• [Selected excerpt]

— BEGIN —

[open-science] Yesterday, we leaked the French agreement with Elsevier
Peter Murray-Rust
pm286 at cam.ac.uk
Tue Nov 11 16:59:16 UTC 2014
On Tue, Nov 11, 2014 at 4:27 PM, Rembrandt Bakker <r.bakker at donders.ru.nl>
wrote:
> Hi everyone,
>
> Congratulations with the revealing article. You did your homework well,
> mentioning the reassuring news from The Netherlands that negotiators from
> the joint Dutch Universities, backed by the Ministry of Education (and
> other things), are not giving in that easily. The link in the article
> points to another link which is broken. Here is the proper statement on the
> failed negotiations:
> http://www.vsnu.nl/news/newsitem/11-negotiations-between-elsevier-and-
> universities-failed.html
>
> What the Dutch negotiators aim for is that Elseviers does get paid a lump
> sum of money, similar to what it receives today from all the Dutch
> libraries together, but that in return they should publish all articles
> from researchers at those universities as Open Access without further fees.
> The driving force behind this is that funding bodies realize that if they
> require open access publications, they also need to pay for that. But they
> already pay the libraries for journal subscriptions.
> Without these negotiations, the open access requirement would be an
> additional subsidy for the publishers.
>
>
Thank you for this clear explanation.
> Given that the negotiations failed, as a Dutch researcher I now face the
> risk of having to ask authors of recent non-open access publications to
> send me a pdf. For legacy stuff from the 80s and 90s I will need to make
> friends in France...
>
Yes.
Of course this doesn't scale for content-mining. where we plan to read a
thousand papers in a few hours. However if you are collaborating with a UK
researcher, then *they* have the right to content-mine anything they have
the right to read (for non-commercial research).

— END —

(Items listed in a dataset)
— BEGIN —

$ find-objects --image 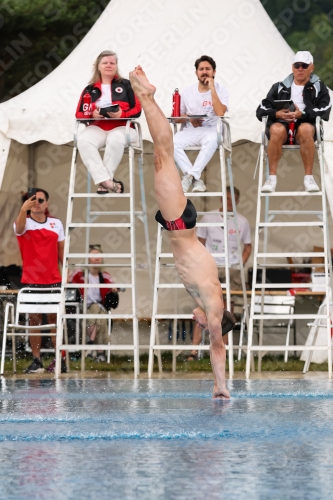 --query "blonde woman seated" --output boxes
[76,50,141,194]
[71,245,117,361]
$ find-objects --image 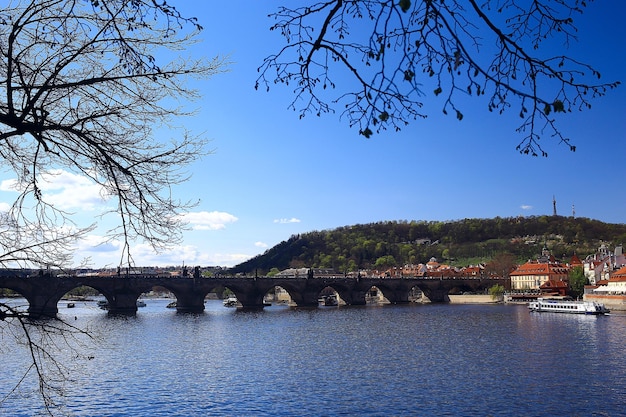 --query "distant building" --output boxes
[510,248,570,292]
[583,243,626,285]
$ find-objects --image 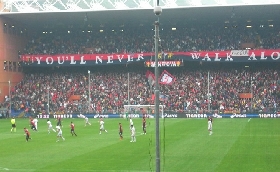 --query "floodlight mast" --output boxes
[154,4,162,172]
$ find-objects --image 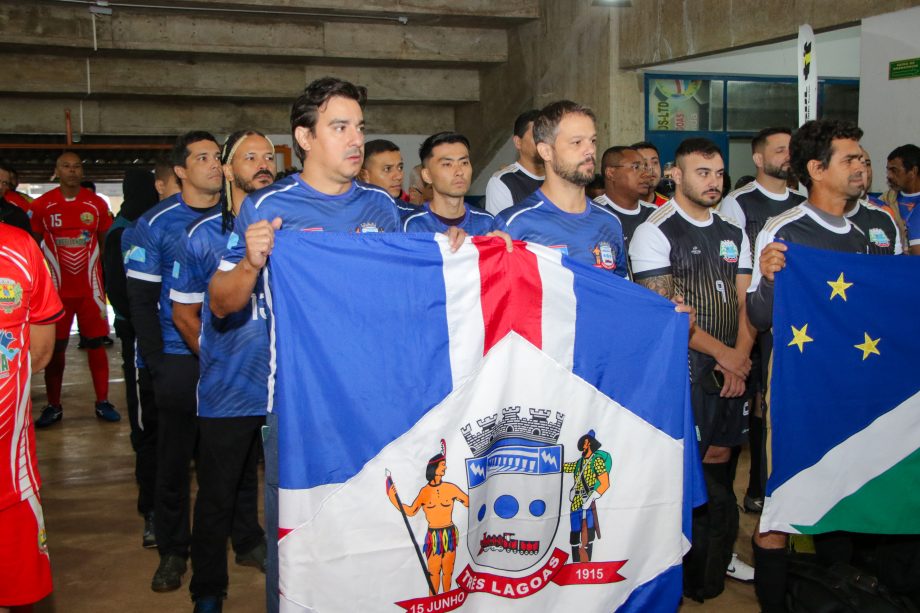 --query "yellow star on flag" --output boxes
[827,273,853,302]
[853,332,882,360]
[786,324,815,353]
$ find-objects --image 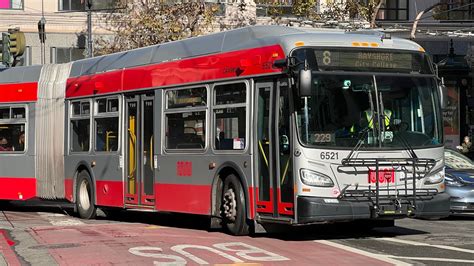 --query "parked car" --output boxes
[444,149,474,212]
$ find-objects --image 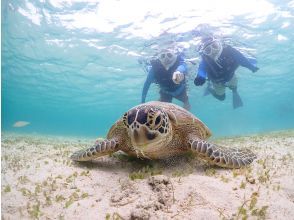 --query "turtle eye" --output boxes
[123,112,129,127]
[154,115,162,129]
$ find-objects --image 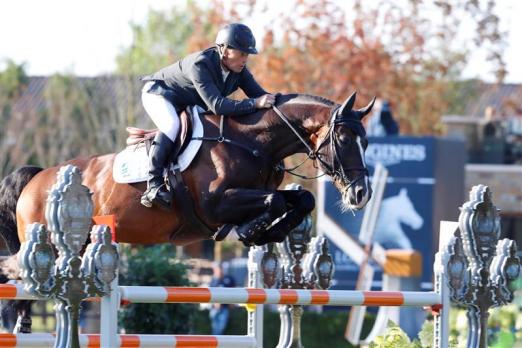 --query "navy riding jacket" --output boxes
[142,47,267,116]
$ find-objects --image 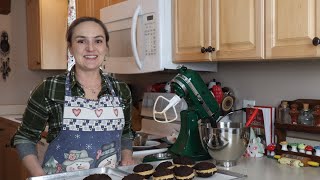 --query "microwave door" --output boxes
[131,5,142,70]
[103,17,144,74]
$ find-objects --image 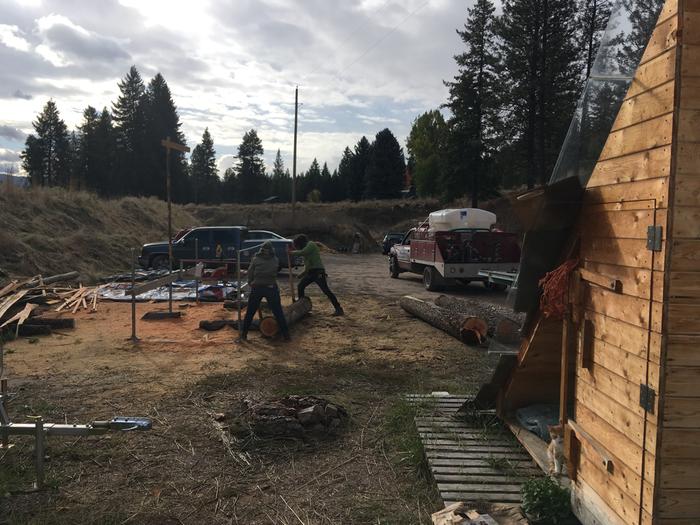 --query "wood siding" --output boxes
[654,0,700,525]
[571,0,680,525]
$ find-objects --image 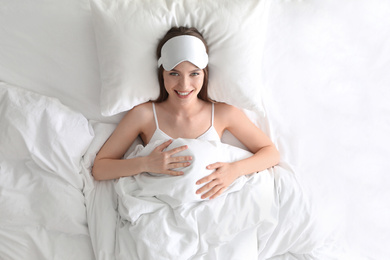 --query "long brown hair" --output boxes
[154,26,212,103]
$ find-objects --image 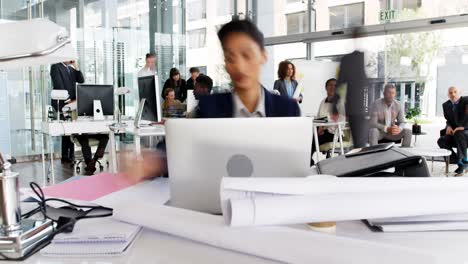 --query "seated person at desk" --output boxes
[369,84,412,147]
[163,88,184,117]
[311,78,346,166]
[186,67,200,91]
[437,87,468,174]
[50,61,84,164]
[273,60,302,103]
[138,53,156,78]
[161,68,187,102]
[187,74,213,118]
[121,20,300,181]
[76,134,109,175]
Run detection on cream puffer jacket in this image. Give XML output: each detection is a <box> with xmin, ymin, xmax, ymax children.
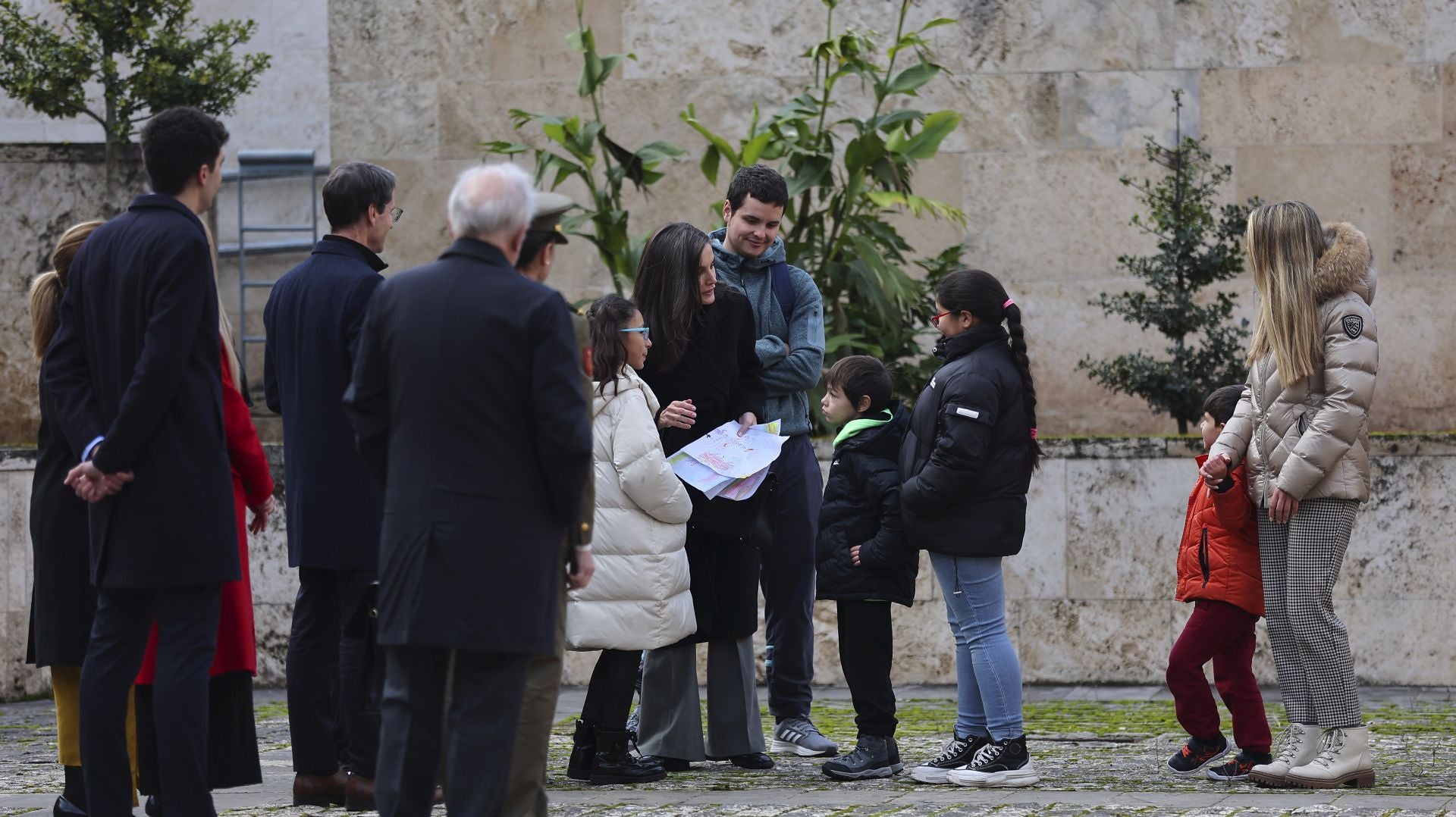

— END —

• [List of tasks]
a. In the email about the Elsevier negotiations, what do the Dutch negotiators want Elsevier to do in return for a lump sum?
b. Please carry the email about the Elsevier negotiations forward from its last sentence.

• [Answers to the tasks]
a. Publish all articles from researchers at those universities as Open Access without further fees.

b.
The UK government is keen to see the new law generate new activity so if
you wanted to visit C*mbr*dg* on a joint-research project I think they
would approve.
P.
>
> Rembrandt Bakker
>
>
>
> On 11-11-14 16:49, Rayna wrote:
>
>> Hi everyone,
>>
>> Just a short message to highlight a piece we wrote with Pierre-Carl
>> Langlais (@Dorialexander). It was published in a prominent online
>> publication yesterday, in French and was aimed to release the recently
>> concluded agreement between the French Ministry of Research and Elsevier.
>>
>> With precious help from Jenny and Katelyn, the piece is now available in
>> English on the main OKF blog:
>> http://blog.okfn.org/2014/11/11/france-prefers-to-pay-
>> twice-for-papers-by-its-researchers/
>>
>> Such secret contracts are what hinders any meaningful incentive to an
>> Open Access policy. This is the first installment in a series of
>> materials we will be running in the coming weeks, aiming to achieve
>> greater transparency (and later on, to conquer the world ;) ).
>>
>> Comments, insights, ideas, tweets, etc. greatly appreciated,
>> Rayna
>>
>> --
>> "Change l'ordre du monde plutôt que tes désirs."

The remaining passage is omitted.